TEXT BLOCK ▸
►

After moving and backing up my photo collection a few times I have several duplicate photos, with different filenames in various folders scattered across my PC. So I thought I would write a quick CF (9) page to find the duplicates (and can then add code later to allow me to delete them).
I have a couple of queries:-
- At the moment I am just using file size to match the image file, but I presume matching EXIF data or matching hash of image file binary would be more reliable? 
- The code I lashed together sort of works, but how could this be done to search outside web root? 
- Is there a better way? 
p
<cfdirectory 
name="myfiles" 
directory="C:\ColdFusion9\wwwroot\images\photos" 
filter="*.jpg"
recurse="true"
sort="size DESC"

◄

DATA LINES ▸
►

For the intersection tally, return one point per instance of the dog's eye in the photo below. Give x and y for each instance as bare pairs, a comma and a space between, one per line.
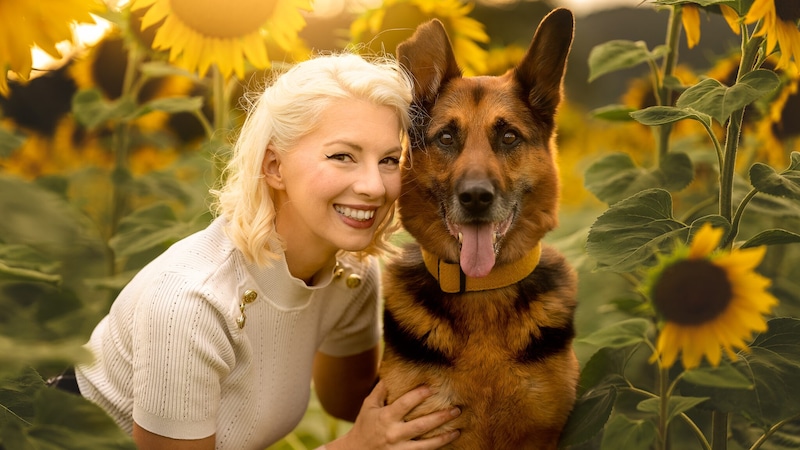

◄

Please return the whole forum post about finding duplicate photos with ColdFusion, word for word.

After moving and backing up my photo collection a few times I have several duplicate photos, with different filenames in various folders scattered across my PC. So I thought I would write a quick CF (9) page to find the duplicates (and can then add code later to allow me to delete them).
I have a couple of queries:-
- At the moment I am just using file size to match the image file, but I presume matching EXIF data or matching hash of image file binary would be more reliable? 
- The code I lashed together sort of works, but how could this be done to search outside web root? 
- Is there a better way? 
p
<cfdirectory 
name="myfiles" 
directory="C:\ColdFusion9\wwwroot\images\photos" 
filter="*.jpg"
recurse="true"
sort="size DESC"